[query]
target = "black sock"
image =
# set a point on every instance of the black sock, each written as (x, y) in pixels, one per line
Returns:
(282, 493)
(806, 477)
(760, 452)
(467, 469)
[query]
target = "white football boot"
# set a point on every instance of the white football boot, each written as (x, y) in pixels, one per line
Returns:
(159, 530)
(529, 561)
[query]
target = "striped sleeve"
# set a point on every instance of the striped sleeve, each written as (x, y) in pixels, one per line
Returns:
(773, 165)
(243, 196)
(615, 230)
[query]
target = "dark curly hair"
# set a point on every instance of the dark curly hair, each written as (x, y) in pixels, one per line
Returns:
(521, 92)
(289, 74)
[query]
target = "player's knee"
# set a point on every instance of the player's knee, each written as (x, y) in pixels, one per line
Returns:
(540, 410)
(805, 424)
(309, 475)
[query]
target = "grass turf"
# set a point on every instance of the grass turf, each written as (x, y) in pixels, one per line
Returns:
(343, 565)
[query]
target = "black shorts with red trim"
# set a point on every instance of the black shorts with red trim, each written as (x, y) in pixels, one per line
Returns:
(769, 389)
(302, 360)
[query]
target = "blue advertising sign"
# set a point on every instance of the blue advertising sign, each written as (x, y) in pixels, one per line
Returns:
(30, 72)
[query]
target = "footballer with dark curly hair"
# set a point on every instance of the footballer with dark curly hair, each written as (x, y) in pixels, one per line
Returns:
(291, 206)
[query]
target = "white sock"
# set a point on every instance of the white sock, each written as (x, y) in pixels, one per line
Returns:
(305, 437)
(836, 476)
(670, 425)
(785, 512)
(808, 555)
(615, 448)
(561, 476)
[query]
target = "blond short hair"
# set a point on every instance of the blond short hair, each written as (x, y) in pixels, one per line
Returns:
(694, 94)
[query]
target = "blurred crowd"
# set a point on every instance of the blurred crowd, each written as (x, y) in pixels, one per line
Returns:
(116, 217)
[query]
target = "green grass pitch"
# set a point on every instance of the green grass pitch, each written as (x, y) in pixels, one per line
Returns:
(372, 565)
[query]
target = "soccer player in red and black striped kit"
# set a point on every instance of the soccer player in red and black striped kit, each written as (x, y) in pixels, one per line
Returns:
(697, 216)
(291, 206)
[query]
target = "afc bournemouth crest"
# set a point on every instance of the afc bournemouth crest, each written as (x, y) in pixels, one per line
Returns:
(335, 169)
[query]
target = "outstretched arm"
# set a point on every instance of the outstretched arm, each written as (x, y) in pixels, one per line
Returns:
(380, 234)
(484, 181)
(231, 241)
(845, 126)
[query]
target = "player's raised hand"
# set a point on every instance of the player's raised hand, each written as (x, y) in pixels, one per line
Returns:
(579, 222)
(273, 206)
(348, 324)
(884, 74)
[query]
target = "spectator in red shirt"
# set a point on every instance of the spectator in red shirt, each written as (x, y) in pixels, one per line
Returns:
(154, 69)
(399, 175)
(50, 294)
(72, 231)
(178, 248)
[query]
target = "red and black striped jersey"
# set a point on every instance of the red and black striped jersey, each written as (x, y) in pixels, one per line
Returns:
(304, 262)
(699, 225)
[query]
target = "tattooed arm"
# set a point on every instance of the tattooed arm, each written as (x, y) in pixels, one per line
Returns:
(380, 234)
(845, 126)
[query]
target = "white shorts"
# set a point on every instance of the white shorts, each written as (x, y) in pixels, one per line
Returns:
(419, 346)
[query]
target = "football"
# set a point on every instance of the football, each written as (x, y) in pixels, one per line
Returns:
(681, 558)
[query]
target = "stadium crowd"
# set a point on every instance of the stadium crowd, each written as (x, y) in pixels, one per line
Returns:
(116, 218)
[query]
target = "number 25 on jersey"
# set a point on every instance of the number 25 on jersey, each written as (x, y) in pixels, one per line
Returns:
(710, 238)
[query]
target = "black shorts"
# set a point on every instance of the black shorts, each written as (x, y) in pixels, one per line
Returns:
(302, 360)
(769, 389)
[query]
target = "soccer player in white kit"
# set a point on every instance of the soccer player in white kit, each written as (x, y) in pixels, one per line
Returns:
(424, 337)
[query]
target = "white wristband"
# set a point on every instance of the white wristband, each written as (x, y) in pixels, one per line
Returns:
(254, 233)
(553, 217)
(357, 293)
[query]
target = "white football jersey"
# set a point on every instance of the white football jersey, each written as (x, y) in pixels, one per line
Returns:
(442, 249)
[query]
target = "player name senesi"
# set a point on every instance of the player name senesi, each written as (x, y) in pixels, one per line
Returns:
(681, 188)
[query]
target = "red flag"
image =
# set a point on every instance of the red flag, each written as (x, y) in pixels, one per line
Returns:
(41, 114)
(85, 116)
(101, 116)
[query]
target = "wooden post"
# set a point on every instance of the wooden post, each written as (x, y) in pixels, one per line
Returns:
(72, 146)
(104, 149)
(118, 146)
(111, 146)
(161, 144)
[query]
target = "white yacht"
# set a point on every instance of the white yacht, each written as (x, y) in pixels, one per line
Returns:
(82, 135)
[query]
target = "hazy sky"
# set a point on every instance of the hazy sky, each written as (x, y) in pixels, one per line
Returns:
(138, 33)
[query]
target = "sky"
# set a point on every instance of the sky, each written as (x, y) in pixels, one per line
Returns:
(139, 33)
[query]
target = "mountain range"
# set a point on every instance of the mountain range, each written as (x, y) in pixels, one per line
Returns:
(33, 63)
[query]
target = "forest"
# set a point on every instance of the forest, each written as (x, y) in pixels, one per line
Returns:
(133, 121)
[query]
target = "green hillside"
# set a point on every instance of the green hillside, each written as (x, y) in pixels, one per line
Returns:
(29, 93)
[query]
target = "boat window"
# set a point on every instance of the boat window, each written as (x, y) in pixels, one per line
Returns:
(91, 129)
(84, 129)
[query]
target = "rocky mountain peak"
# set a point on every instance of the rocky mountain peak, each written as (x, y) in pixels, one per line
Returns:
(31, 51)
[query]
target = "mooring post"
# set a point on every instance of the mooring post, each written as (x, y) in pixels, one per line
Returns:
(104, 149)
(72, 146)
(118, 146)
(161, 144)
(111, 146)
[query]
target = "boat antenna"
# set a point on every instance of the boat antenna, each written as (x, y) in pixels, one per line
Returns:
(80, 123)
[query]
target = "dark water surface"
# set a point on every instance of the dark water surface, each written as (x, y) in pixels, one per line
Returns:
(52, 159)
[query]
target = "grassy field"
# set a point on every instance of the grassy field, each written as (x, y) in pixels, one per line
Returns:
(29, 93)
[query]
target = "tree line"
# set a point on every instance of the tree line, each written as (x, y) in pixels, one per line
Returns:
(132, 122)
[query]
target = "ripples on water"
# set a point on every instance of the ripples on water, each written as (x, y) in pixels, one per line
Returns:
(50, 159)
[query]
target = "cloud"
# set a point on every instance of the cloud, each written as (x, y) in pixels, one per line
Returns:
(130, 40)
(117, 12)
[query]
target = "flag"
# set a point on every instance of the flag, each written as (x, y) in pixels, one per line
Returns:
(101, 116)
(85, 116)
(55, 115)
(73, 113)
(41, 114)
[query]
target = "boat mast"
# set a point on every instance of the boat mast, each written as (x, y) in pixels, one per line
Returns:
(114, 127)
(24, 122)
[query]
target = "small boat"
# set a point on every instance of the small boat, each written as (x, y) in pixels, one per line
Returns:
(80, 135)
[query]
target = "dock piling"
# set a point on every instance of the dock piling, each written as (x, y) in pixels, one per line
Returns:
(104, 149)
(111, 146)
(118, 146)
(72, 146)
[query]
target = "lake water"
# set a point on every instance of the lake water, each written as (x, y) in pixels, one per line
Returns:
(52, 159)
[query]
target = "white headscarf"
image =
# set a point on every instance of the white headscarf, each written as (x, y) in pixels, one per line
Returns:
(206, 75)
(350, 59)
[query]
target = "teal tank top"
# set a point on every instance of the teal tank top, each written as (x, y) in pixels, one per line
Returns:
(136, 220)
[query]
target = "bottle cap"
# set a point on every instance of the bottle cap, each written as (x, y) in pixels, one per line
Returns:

————————

Check every line above for the word "with" and copy those that have it.

Expected output >>
target = "black shorts with red trim"
# set a point on every instance of the black shorts with red trim, each written as (x, y) in pixels, one per line
target = "footballer with dark curly hair"
# set a point on every instance of the footballer with dark curly hair, each written as (x, y) in pixels, one per line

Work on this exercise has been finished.